■ Given task ■
Can you render every line of the rows below as a Markdown table with the columns "No." and "Line", numbering each line and omitting blank lines? Leave the pictures out of your answer.

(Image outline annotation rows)
--- start ---
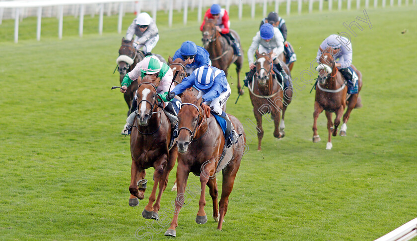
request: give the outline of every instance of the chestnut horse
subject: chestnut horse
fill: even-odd
[[[144,170],[153,167],[155,169],[155,182],[149,202],[142,212],[142,216],[146,219],[156,220],[161,196],[166,188],[168,175],[175,164],[177,156],[176,145],[168,149],[171,140],[171,123],[162,111],[163,106],[160,104],[163,104],[163,102],[159,104],[157,99],[156,87],[160,80],[159,78],[147,75],[138,86],[138,112],[135,119],[136,126],[132,129],[130,142],[132,177],[129,186],[129,205],[136,206],[139,204],[138,198],[143,199],[146,189]],[[158,184],[159,190],[155,202]],[[155,204],[152,206],[154,202]]]
[[[120,74],[120,84],[123,81],[123,78],[126,73],[133,70],[138,63],[140,62],[145,57],[145,55],[142,50],[137,50],[133,47],[134,39],[131,41],[127,40],[124,37],[122,39],[122,46],[119,49],[119,57],[116,62],[118,64],[117,70]],[[164,58],[159,54],[153,54],[163,63],[166,63]],[[129,110],[128,111],[128,116],[129,116],[132,102],[135,92],[138,89],[138,81],[135,80],[132,82],[131,85],[128,87],[126,92],[124,94],[125,101],[128,104]]]
[[[125,39],[124,37],[122,39],[122,46],[119,49],[119,57],[116,59],[118,67],[117,70],[120,74],[120,84],[123,81],[123,78],[128,72],[132,70],[139,62],[142,61],[145,55],[141,51],[136,50],[133,45],[134,40],[130,41]],[[135,80],[132,82],[130,86],[128,87],[128,90],[124,94],[125,101],[128,104],[129,110],[128,111],[128,116],[129,115],[132,102],[133,100],[135,92],[138,89],[138,81]]]
[[[172,70],[173,73],[178,71],[178,74],[177,77],[175,77],[174,81],[174,84],[176,86],[182,82],[184,78],[187,76],[187,71],[185,68],[185,66],[187,65],[187,60],[183,60],[181,58],[177,58],[176,59],[173,60],[172,57],[168,56],[168,63],[169,64],[169,67]]]
[[[264,137],[262,116],[265,114],[271,113],[274,118],[275,126],[274,136],[278,139],[284,137],[284,118],[285,110],[292,98],[292,88],[287,88],[284,92],[283,85],[278,83],[275,75],[273,70],[273,59],[271,57],[273,52],[271,51],[269,53],[259,53],[258,50],[256,50],[256,60],[255,64],[256,65],[257,71],[248,87],[258,127],[258,151],[261,150],[261,143]],[[282,61],[280,61],[282,68],[290,78],[289,69]],[[282,114],[281,119],[280,113],[281,111]]]
[[[343,116],[343,125],[342,126],[340,135],[346,135],[347,126],[346,123],[349,119],[350,112],[355,107],[359,96],[359,91],[362,89],[362,74],[353,65],[351,65],[358,76],[358,90],[357,94],[350,95],[347,100],[346,95],[348,86],[345,83],[345,78],[336,67],[336,62],[331,52],[332,48],[329,47],[322,53],[320,64],[316,70],[319,71],[319,76],[316,88],[316,97],[314,101],[314,112],[313,113],[314,122],[313,124],[313,142],[320,141],[320,138],[317,133],[317,118],[323,110],[326,112],[327,117],[327,129],[329,138],[326,149],[332,149],[332,134],[336,136],[338,127],[340,124],[340,119],[346,107],[348,102],[348,110]],[[336,114],[334,127],[332,122],[332,113]]]
[[[239,35],[234,30],[230,30],[235,41],[240,43]],[[206,23],[203,27],[203,47],[210,54],[211,66],[224,71],[227,77],[227,70],[232,63],[236,65],[237,73],[237,92],[240,93],[240,70],[243,64],[243,50],[240,47],[242,56],[235,55],[232,46],[227,43],[227,40],[220,35],[216,29],[216,22],[212,19],[206,17]],[[242,95],[243,92],[240,94]]]
[[[178,190],[175,202],[175,213],[171,226],[165,233],[167,236],[176,237],[178,214],[184,204],[185,188],[190,172],[200,176],[201,183],[199,208],[196,222],[199,224],[207,222],[204,210],[207,185],[213,201],[213,218],[218,222],[217,229],[221,230],[223,218],[227,211],[229,195],[233,189],[245,147],[246,138],[242,123],[234,116],[229,115],[236,132],[243,135],[239,138],[237,143],[230,147],[233,152],[231,159],[222,169],[221,197],[218,206],[216,171],[218,158],[222,153],[224,138],[221,128],[214,117],[209,116],[209,107],[200,105],[202,98],[197,98],[198,94],[195,89],[189,89],[182,94],[181,97],[183,103],[178,114],[179,133],[177,142],[179,152],[177,168]]]

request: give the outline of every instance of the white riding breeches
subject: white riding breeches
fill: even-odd
[[[206,101],[205,104],[210,106],[210,108],[218,115],[220,115],[223,112],[223,106],[226,103],[227,99],[230,96],[230,94],[232,93],[231,89],[230,89],[230,86],[227,84],[227,90],[224,92],[220,94],[218,97],[213,99],[211,101]],[[200,91],[198,96],[198,97],[200,98],[202,96],[203,93]]]

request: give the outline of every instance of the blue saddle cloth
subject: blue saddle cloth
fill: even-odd
[[[220,127],[221,127],[221,130],[222,131],[223,131],[223,135],[224,136],[224,134],[226,133],[226,129],[227,128],[226,120],[217,115],[213,114],[212,113],[211,113],[211,114],[212,114],[214,116],[214,118],[215,118],[217,123],[219,125],[220,125]]]
[[[348,80],[348,94],[357,94],[358,92],[358,77],[356,72],[353,70],[353,68],[350,66],[348,67],[350,74],[352,75],[352,79]]]

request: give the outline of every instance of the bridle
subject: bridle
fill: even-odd
[[[197,109],[197,111],[199,112],[199,116],[198,116],[198,119],[197,119],[197,124],[196,124],[196,126],[194,127],[194,129],[193,131],[191,131],[191,130],[190,130],[189,128],[187,128],[187,127],[181,127],[181,128],[180,128],[178,129],[178,134],[179,135],[179,133],[180,133],[180,131],[182,129],[185,129],[185,130],[186,130],[188,131],[189,132],[190,132],[190,133],[191,134],[191,135],[190,136],[190,137],[188,139],[188,142],[189,143],[191,143],[191,142],[192,142],[194,139],[194,136],[195,135],[196,131],[197,131],[197,129],[199,129],[200,128],[202,124],[203,124],[203,121],[204,120],[204,119],[206,119],[206,122],[207,122],[208,121],[207,121],[207,118],[206,118],[207,116],[206,115],[206,112],[203,111],[204,115],[203,116],[202,116],[201,114],[200,114],[200,108],[198,107],[198,106],[197,106],[195,104],[192,104],[191,103],[183,103],[182,104],[181,104],[181,107],[182,107],[183,105],[191,105],[192,106],[194,106],[194,107],[196,107],[196,109]],[[200,121],[200,119],[201,119],[201,122],[200,122],[200,125],[199,125],[199,122]],[[198,126],[198,128],[197,128]],[[198,140],[200,140],[200,139],[203,138],[203,137],[204,137],[205,136],[206,136],[206,134],[207,134],[207,133],[208,132],[208,125],[207,125],[207,127],[208,127],[208,128],[207,128],[207,130],[206,131],[206,133],[204,133],[204,134],[203,136],[202,136],[201,137],[200,137],[200,138],[196,139],[195,140],[196,141],[197,141]]]
[[[185,66],[184,66],[184,64],[183,64],[181,63],[172,63],[172,64],[170,64],[170,65],[169,65],[169,67],[170,67],[170,68],[171,67],[171,65],[180,65],[180,66],[181,66],[181,67],[182,68],[183,70],[184,70],[184,73],[185,73],[185,75],[187,76],[187,70],[186,70],[186,69],[185,69]],[[181,79],[181,82],[182,82],[182,80],[184,79],[184,78],[185,78],[185,77],[183,77],[182,79]],[[178,81],[176,81],[176,80],[173,80],[173,81],[174,82],[175,82],[176,83],[177,83],[177,85],[179,85],[179,84],[180,84],[180,83],[179,83],[179,82],[178,82]]]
--- end ---
■ Output of the task ■
| No. | Line |
|---|---|
| 1 | request: give the outline of every instance of the chestnut horse |
| 2 | subject: chestnut horse |
| 3 | fill: even-odd |
| 4 | [[[144,170],[153,167],[155,169],[155,182],[149,202],[142,212],[142,216],[146,219],[156,220],[161,196],[166,188],[168,175],[175,164],[177,156],[176,145],[168,149],[171,140],[171,123],[162,111],[163,106],[160,104],[163,104],[163,102],[159,104],[157,99],[156,87],[160,80],[159,78],[147,75],[138,86],[138,112],[135,119],[136,126],[132,129],[130,142],[132,177],[129,186],[129,205],[136,206],[139,204],[138,198],[143,199],[146,189]],[[158,184],[159,190],[155,202]],[[155,204],[152,206],[154,202]]] |
| 5 | [[[120,74],[120,84],[123,81],[123,78],[126,73],[133,70],[138,63],[140,62],[145,57],[145,55],[142,50],[137,50],[133,47],[134,39],[131,41],[127,40],[124,37],[122,39],[122,46],[119,49],[119,57],[116,62],[118,64],[117,70]],[[164,58],[159,54],[153,54],[163,63],[166,63]],[[129,110],[128,111],[128,116],[129,116],[132,102],[135,92],[138,89],[138,81],[135,80],[132,82],[131,85],[128,87],[126,92],[124,94],[125,101],[128,104]]] |
| 6 | [[[125,39],[124,37],[122,39],[122,46],[119,49],[119,57],[116,59],[118,67],[117,70],[120,74],[120,84],[123,81],[123,78],[128,72],[132,70],[139,62],[142,61],[145,55],[141,51],[136,50],[133,45],[134,40],[130,41]],[[135,80],[132,82],[130,86],[128,87],[128,90],[124,94],[125,101],[128,104],[129,110],[128,111],[128,116],[129,115],[132,102],[133,100],[135,92],[138,89],[138,81]]] |
| 7 | [[[172,70],[173,73],[178,71],[178,74],[177,77],[175,77],[174,81],[174,84],[176,86],[182,82],[184,78],[187,76],[187,71],[185,68],[185,66],[187,65],[187,60],[183,60],[181,58],[177,58],[176,59],[173,60],[172,57],[168,56],[168,63],[169,64],[169,67]]] |
| 8 | [[[264,137],[262,116],[265,114],[271,113],[274,118],[275,126],[274,136],[278,139],[284,137],[284,118],[285,110],[292,98],[292,88],[287,88],[284,92],[283,85],[278,83],[275,75],[273,70],[273,59],[271,57],[273,52],[271,51],[269,53],[259,53],[258,50],[256,50],[256,60],[255,64],[256,65],[257,71],[248,87],[258,127],[258,151],[261,150],[261,143]],[[282,61],[280,61],[282,68],[290,78],[289,69]],[[282,114],[281,119],[280,113],[281,111]]] |
| 9 | [[[343,116],[343,125],[342,126],[340,135],[346,135],[347,126],[346,123],[349,119],[350,112],[355,107],[359,96],[359,91],[362,89],[362,74],[353,65],[351,65],[358,76],[358,90],[357,94],[350,95],[347,100],[346,95],[348,86],[345,83],[345,78],[336,67],[336,62],[331,52],[332,48],[329,47],[322,53],[320,64],[316,70],[319,71],[319,76],[316,88],[316,97],[314,101],[314,112],[313,113],[314,122],[313,124],[313,142],[320,141],[320,138],[317,133],[317,118],[323,110],[326,112],[327,117],[327,129],[329,138],[326,149],[332,149],[332,134],[336,136],[338,127],[340,124],[340,119],[346,107],[348,102],[348,110]],[[336,114],[334,127],[332,122],[332,113]]] |
| 10 | [[[239,35],[234,30],[230,30],[235,41],[240,43]],[[206,23],[203,27],[203,47],[210,54],[211,66],[224,71],[227,77],[227,70],[232,63],[236,65],[237,73],[237,92],[240,93],[240,70],[243,64],[243,50],[240,47],[242,56],[235,55],[232,46],[227,43],[227,40],[220,35],[216,29],[216,22],[212,19],[206,17]],[[242,95],[243,92],[240,94]]] |
| 11 | [[[178,190],[175,202],[175,213],[171,226],[165,233],[167,236],[176,237],[178,214],[184,204],[185,188],[190,172],[200,176],[201,183],[199,208],[196,222],[199,224],[207,222],[204,210],[207,185],[213,201],[213,218],[218,222],[217,229],[221,230],[223,218],[227,211],[229,195],[233,189],[245,147],[246,138],[242,123],[234,116],[229,115],[236,132],[243,135],[239,138],[237,143],[230,147],[233,152],[231,159],[222,169],[221,197],[218,206],[216,171],[218,158],[222,153],[224,138],[221,128],[214,117],[209,116],[209,107],[200,105],[202,98],[197,98],[198,94],[195,89],[189,89],[182,94],[181,97],[183,103],[178,114],[179,133],[177,142],[179,152],[177,168]]] |
| 12 | request: give the outline of every instance of the white riding breeches |
| 13 | subject: white riding breeches |
| 14 | fill: even-odd |
| 15 | [[[206,101],[205,104],[210,106],[210,108],[218,115],[220,115],[223,112],[223,106],[226,103],[227,99],[230,96],[230,94],[232,93],[231,89],[230,89],[230,86],[227,84],[227,90],[224,92],[220,94],[218,97],[213,99],[211,101]],[[200,91],[198,96],[198,97],[200,98],[202,96],[203,93]]] |
| 16 | request: give the outline of every instance of the blue saddle cloth |
| 17 | subject: blue saddle cloth |
| 18 | fill: even-odd |
| 19 | [[[220,127],[221,127],[221,130],[222,131],[223,131],[223,135],[224,136],[224,134],[226,133],[226,129],[227,128],[226,120],[217,115],[213,114],[212,113],[211,113],[211,114],[212,114],[214,116],[214,118],[215,118],[217,123],[219,125],[220,125]]] |
| 20 | [[[348,80],[348,94],[357,94],[358,92],[358,77],[356,72],[353,70],[353,68],[350,66],[348,67],[350,74],[352,75],[352,79]]] |
| 21 | request: give the outline of every instance of the bridle |
| 22 | subject: bridle |
| 23 | fill: even-odd |
| 24 | [[[197,109],[197,111],[199,112],[199,116],[198,116],[198,119],[197,119],[197,124],[196,124],[196,126],[194,127],[194,129],[193,131],[191,131],[191,130],[190,130],[189,128],[187,128],[187,127],[181,127],[181,128],[180,128],[178,129],[178,134],[179,135],[179,133],[180,133],[180,131],[182,129],[185,129],[185,130],[186,130],[188,131],[189,132],[190,132],[190,133],[191,134],[191,135],[190,136],[190,137],[188,139],[188,142],[189,143],[191,143],[191,142],[192,142],[194,139],[194,136],[195,135],[196,131],[197,131],[197,129],[199,129],[200,128],[202,124],[203,124],[203,121],[204,120],[204,119],[206,119],[206,122],[207,122],[208,121],[207,121],[207,118],[206,118],[207,116],[206,115],[206,112],[203,111],[204,115],[203,116],[202,116],[201,114],[200,114],[200,108],[198,107],[198,106],[197,106],[195,104],[192,104],[191,103],[183,103],[182,104],[181,104],[181,107],[182,107],[183,105],[191,105],[192,106],[194,106],[194,107],[196,107],[196,109]],[[200,121],[200,119],[201,119],[201,122],[200,122],[200,125],[199,125],[199,122]],[[198,126],[198,128],[197,128]],[[198,140],[200,140],[200,139],[203,138],[203,137],[204,137],[205,136],[206,136],[206,134],[207,134],[207,133],[208,132],[208,125],[207,125],[207,127],[208,127],[208,128],[207,128],[207,130],[206,131],[206,133],[204,133],[204,134],[203,136],[202,136],[201,137],[200,137],[200,138],[196,139],[195,140],[196,141],[197,141]]] |
| 25 | [[[185,66],[184,66],[184,64],[183,64],[181,63],[172,63],[172,64],[170,64],[170,65],[169,65],[169,67],[170,67],[170,68],[171,67],[171,65],[180,65],[180,66],[181,66],[181,67],[182,68],[183,70],[184,70],[184,73],[185,73],[185,75],[187,76],[187,70],[186,70],[186,69],[185,69]],[[181,79],[181,82],[182,82],[182,80],[184,79],[184,78],[185,78],[185,77],[183,77],[182,79]],[[178,81],[176,81],[176,80],[173,80],[173,81],[174,82],[175,82],[176,83],[177,83],[177,85],[179,85],[179,84],[180,84],[180,83],[179,83],[179,82],[178,82]]] |